接續這份 Apache Spark 安裝指令，從其最後一行之後往下寫。

選文 ::

■ ■ ■

2015年9月18日 星期五

第8章 Apache Spark 安裝指令


8.1 安裝scala
Step1~4 下載安裝 Scala
wget http://www.scala-lang.org/files/archive/scala-2.11.6.tgz
tar xvf scala-2.11.6.tgz
sudo mv scala-2.11.6 /usr/local/scala
Step5 Scala使用者環境變數設定
修改~/.bashrc
sudo gedit ~/.bashrc
輸入下列內容
export SCALA_HOME=/usr/local/scala
export PATH=$PATH:$SCALA_HOME/bin
Step6 使讓~/.bashrc修改生效
source ~/.bashrc
8.2 安裝Spark
Step1~3 下載安裝 Spark
wget http://apache.stu.edu.tw/spark/spark-1.4.0/spark-1.4.0-bin-hadoop2.6.tgz
tar zxf spark-1.4.0-bin-hadoop2.6.tgz
sudo mv spark-1.4.0-bin-hadoop2.6 /usr/local/spark/
Step4 Spark使用者環境變數設定
修改~/.bashrc
sudo gedit ~/.bashrc
輸入下列內容
export SPARK_HOME=/usr/local/spark
export PATH=$PATH:$SPARK_HOME/bin
Step5 使讓~/.bashrc修改生效
source ~/.bashrc

8.4 啟動spark-shell互動介面

spark-shell
8.5 設定spark-shell 顯示訊息

cd /usr/local/spark/conf
cp log4j.properties.template log4j.properties 
修改log4j.properties
sudo gedit log4j.properties
開啟gedit編輯log4j.properties,原本是INFO改為WARN
8.6 啟動Hadoop
start-all.sh
8.7 本機執行Spark-shell 程式
Step1 進入spark-shell
spark-shell  --master local[4]
Step2 讀取本機檔案
val textFile=sc.textFile("/usr/local/spark/README.md")

■ ■ ■

提供材料 ::
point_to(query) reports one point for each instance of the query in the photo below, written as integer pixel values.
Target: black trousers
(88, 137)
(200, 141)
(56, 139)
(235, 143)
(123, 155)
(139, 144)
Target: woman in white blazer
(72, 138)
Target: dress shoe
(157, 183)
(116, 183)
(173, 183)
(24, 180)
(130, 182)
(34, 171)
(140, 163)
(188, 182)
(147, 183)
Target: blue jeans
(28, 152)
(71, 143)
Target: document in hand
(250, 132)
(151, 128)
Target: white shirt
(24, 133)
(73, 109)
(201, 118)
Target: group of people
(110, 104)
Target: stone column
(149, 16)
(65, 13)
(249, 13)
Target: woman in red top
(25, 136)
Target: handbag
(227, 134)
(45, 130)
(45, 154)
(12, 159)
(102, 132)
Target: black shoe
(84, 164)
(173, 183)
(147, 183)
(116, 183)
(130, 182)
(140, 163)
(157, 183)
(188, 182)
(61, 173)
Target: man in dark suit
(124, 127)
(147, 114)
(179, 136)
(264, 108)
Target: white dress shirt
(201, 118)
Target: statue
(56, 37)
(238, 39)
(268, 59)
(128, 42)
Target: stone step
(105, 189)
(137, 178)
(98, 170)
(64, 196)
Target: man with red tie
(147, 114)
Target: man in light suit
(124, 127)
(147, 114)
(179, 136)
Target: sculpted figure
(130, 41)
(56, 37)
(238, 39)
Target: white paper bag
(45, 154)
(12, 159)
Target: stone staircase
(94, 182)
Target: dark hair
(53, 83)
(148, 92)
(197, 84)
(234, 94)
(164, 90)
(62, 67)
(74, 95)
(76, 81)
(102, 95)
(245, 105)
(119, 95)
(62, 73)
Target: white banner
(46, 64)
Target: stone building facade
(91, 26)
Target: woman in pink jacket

■ ■ ■

練習答案 ::
textFile.count
Step3 讀取HDFS檔案
val textFile = sc.textFile("hdfs://master:9000/user/hduser/wordcount/input/pg5000.txt")
textFile.count
8.8 在Hadoop YARN執行spark-shell
Step1 在Hadoop YARN執行spark-shell
SPARK_JAR=/usr/local/spark/lib/spark-assembly-1.4.0-hadoop2.6.0.jar HADOOP_CONF_DIR=/usr/local/hadoop/etc/hadoop MASTER=yarn-client /usr/local/spark/bin/spark-shell
Step2 讀取本機檔案
錯誤語法
val textFile=sc.textFile("/usr/local/spark/README.md")
textFile.count
正確語法
val textFile=sc.textFile("file:/usr/local/spark/README.md")
textFile.count
Step3 讀取HDFS檔案
val textFile = sc.textFile("/user/hduser/wordcount/input/pg5000.txt")
val textFile = sc.textFile("hdfs://master:9000/user/hduser/wordcount/input/pg5000.txt")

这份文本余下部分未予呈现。